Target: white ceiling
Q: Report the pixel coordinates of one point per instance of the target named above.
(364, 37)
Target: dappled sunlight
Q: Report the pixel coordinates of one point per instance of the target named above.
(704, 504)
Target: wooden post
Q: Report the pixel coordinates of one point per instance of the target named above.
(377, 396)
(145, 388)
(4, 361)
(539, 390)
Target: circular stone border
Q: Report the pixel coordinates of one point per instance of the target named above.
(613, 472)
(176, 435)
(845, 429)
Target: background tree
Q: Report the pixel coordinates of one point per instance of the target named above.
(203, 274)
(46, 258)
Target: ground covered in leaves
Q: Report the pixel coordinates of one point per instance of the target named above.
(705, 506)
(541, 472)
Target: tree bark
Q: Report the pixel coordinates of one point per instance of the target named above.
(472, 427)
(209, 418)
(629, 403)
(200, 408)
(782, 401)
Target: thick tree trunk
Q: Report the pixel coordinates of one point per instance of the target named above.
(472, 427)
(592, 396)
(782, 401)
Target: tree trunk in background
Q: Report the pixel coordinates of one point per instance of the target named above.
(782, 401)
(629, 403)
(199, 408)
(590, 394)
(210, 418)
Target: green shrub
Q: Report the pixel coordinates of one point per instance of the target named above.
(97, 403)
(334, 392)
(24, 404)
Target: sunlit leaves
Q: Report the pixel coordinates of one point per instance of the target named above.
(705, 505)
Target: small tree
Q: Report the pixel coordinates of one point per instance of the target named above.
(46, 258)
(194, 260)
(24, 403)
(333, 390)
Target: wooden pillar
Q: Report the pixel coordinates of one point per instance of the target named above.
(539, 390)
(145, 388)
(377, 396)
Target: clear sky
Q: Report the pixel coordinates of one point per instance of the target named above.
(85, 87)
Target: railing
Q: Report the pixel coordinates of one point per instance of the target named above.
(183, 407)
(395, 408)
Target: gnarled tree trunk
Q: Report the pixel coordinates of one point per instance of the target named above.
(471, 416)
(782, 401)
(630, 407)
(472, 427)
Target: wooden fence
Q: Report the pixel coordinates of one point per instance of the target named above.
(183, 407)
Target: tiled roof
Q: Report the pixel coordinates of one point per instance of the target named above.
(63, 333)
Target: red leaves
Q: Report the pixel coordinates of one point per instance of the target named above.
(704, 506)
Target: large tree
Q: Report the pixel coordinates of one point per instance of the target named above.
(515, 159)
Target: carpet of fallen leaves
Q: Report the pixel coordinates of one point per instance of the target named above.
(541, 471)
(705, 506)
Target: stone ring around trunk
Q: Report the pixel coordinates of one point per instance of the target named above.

**EXERCISE TASK**
From the line containing "Target: clear sky" down to the last line, reproduce the records exactly. Include both ends.

**WORKED SOLUTION**
Target: clear sky
Q: Report the pixel coordinates of one point per instance of the target named above.
(85, 87)
Target: railing
Q: Report the pixel coordinates of one point per instance of the target named above.
(183, 407)
(395, 408)
Target: gnarled tree trunk
Q: Report the pixel coordinates of one point per instance of the target named above.
(471, 416)
(782, 401)
(630, 407)
(472, 427)
Target: wooden fence
Q: Report the pixel coordinates of one point per instance of the target named above.
(183, 407)
Target: tiled roof
Q: Report the pixel coordinates of one point per instance of the target named above.
(63, 333)
Target: red leaves
Q: Report the pixel coordinates of one point per instance of the target named above.
(704, 506)
Target: large tree
Q: Report the pixel coordinates of one point per instance of the target named above.
(515, 159)
Target: carpet of fallen leaves
Q: Report the pixel coordinates of one point per instance of the target named above.
(541, 471)
(705, 506)
Target: stone ring around trunk
Q: Report the pixel coordinates of one point per instance of the target named above.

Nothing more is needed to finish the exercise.